SHORT EXERCISE
Can you copy out word for word the lines between the one holding "mark the region of every instance of the asphalt" and the one holding "88], [68, 79]]", inclusive?

TASK INPUTS

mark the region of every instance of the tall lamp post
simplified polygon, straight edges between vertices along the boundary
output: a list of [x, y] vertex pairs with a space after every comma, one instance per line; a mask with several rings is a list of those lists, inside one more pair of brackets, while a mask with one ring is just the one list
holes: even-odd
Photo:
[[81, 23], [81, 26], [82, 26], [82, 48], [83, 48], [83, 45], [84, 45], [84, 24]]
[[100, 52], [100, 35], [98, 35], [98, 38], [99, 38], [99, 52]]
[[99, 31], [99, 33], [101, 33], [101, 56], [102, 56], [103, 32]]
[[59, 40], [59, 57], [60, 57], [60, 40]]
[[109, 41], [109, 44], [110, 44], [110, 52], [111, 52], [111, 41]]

* * *

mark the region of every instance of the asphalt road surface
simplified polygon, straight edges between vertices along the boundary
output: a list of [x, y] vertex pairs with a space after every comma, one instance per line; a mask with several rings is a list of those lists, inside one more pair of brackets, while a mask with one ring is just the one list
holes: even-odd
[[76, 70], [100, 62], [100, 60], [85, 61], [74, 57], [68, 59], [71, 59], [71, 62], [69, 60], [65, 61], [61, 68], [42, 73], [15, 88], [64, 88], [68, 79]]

ANSWER IN FULL
mark the region of every instance of the asphalt road surface
simplified polygon, straight edges between vertices along the boundary
output: a list of [x, y] vertex pairs with a space after every comma, one instance per line; a mask with several rings is a list of those lists, inside one more pair of brackets, while a mask with one ring is just the one list
holes: even-odd
[[76, 70], [100, 62], [100, 60], [85, 61], [74, 57], [68, 59], [71, 59], [71, 62], [69, 60], [65, 61], [61, 68], [42, 73], [15, 88], [64, 88], [68, 79]]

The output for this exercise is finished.